**ZITIERTER TEXTAUSZUG**
↓↓↓
Was für ein Erlebnis!
Spätestens jetzt hat sich der 28 Kilometer lange Backpacking-Trail ins Hinterland gelohnt. Bergkaribus sind eine Seltenheit in den Nationalparks der Rocky Mountains – nur wenige Wanderer bekommen sie je zu sehen. In Banff, Yoho und Kootenay sind sie ausgestorben, in Jasper leben noch rund 150 Tiere.
Die meisten Bergkaribus in Jasper haben hier, unweit des Seeufers, eine Zuflucht gefunden. Tonquin Valley heißt das Hochtal in der Wildnis, an dem ich mich einfach nicht satt sehen kann. An den Bergkaribus, an den alpinen Wiesen, Wasserfällen, Gletschern und gewaltigen Felswänden hinter dem Amethyst Lake.
↑↑↑
**AUFGABENSTELLUNGEN**
1. Beantworten Sie anhand des Textes über die Bergkaribus im Tonquin Valley die folgenden Fragen:
(a) Wie lang ist der Backpacking-Trail ins Hinterland?
(b) Wie viele Bergkaribus leben in Jasper noch ungefähr?
(c) Hinter welchem See befinden sich die gewaltigen Felswände?
2. Übersetzen Sie den folgenden Satz aus dem Text über die Bergkaribus im Tonquin Valley ins Englische: „Bergkaribus sind eine Seltenheit in den Nationalparks der Rocky Mountains – nur wenige Wanderer bekommen sie je zu sehen.“

Annotationen der Objektumrisse:
↓↓↓
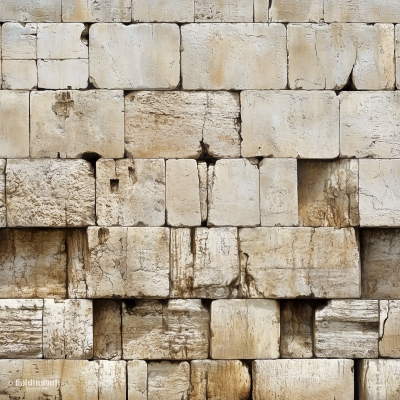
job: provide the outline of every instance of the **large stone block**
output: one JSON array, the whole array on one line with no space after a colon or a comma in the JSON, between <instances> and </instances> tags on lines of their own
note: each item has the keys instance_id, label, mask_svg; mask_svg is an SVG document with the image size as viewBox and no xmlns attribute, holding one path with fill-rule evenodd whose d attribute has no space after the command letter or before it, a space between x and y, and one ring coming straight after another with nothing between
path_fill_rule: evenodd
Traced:
<instances>
[{"instance_id":1,"label":"large stone block","mask_svg":"<svg viewBox=\"0 0 400 400\"><path fill-rule=\"evenodd\" d=\"M190 360L208 356L210 314L201 300L122 303L124 359Z\"/></svg>"},{"instance_id":2,"label":"large stone block","mask_svg":"<svg viewBox=\"0 0 400 400\"><path fill-rule=\"evenodd\" d=\"M239 230L241 295L360 297L360 256L353 228Z\"/></svg>"},{"instance_id":3,"label":"large stone block","mask_svg":"<svg viewBox=\"0 0 400 400\"><path fill-rule=\"evenodd\" d=\"M89 79L105 89L175 89L180 80L179 49L175 24L94 24Z\"/></svg>"},{"instance_id":4,"label":"large stone block","mask_svg":"<svg viewBox=\"0 0 400 400\"><path fill-rule=\"evenodd\" d=\"M123 157L123 92L33 92L30 149L33 158Z\"/></svg>"},{"instance_id":5,"label":"large stone block","mask_svg":"<svg viewBox=\"0 0 400 400\"><path fill-rule=\"evenodd\" d=\"M7 160L7 225L95 224L95 180L84 160Z\"/></svg>"},{"instance_id":6,"label":"large stone block","mask_svg":"<svg viewBox=\"0 0 400 400\"><path fill-rule=\"evenodd\" d=\"M182 33L183 89L284 89L281 24L189 24Z\"/></svg>"},{"instance_id":7,"label":"large stone block","mask_svg":"<svg viewBox=\"0 0 400 400\"><path fill-rule=\"evenodd\" d=\"M242 157L335 158L339 99L335 92L244 91Z\"/></svg>"}]
</instances>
↑↑↑
**LÖSUNGEN DER AUFGABEN**
1.
(a) 28 Kilometer
(b) Rund 150 Tiere
(c) Hinter dem Amethyst Lake

2. Mountain caribou are a rarity in the national parks of the Rocky Mountains – only a few hikers ever get to see them.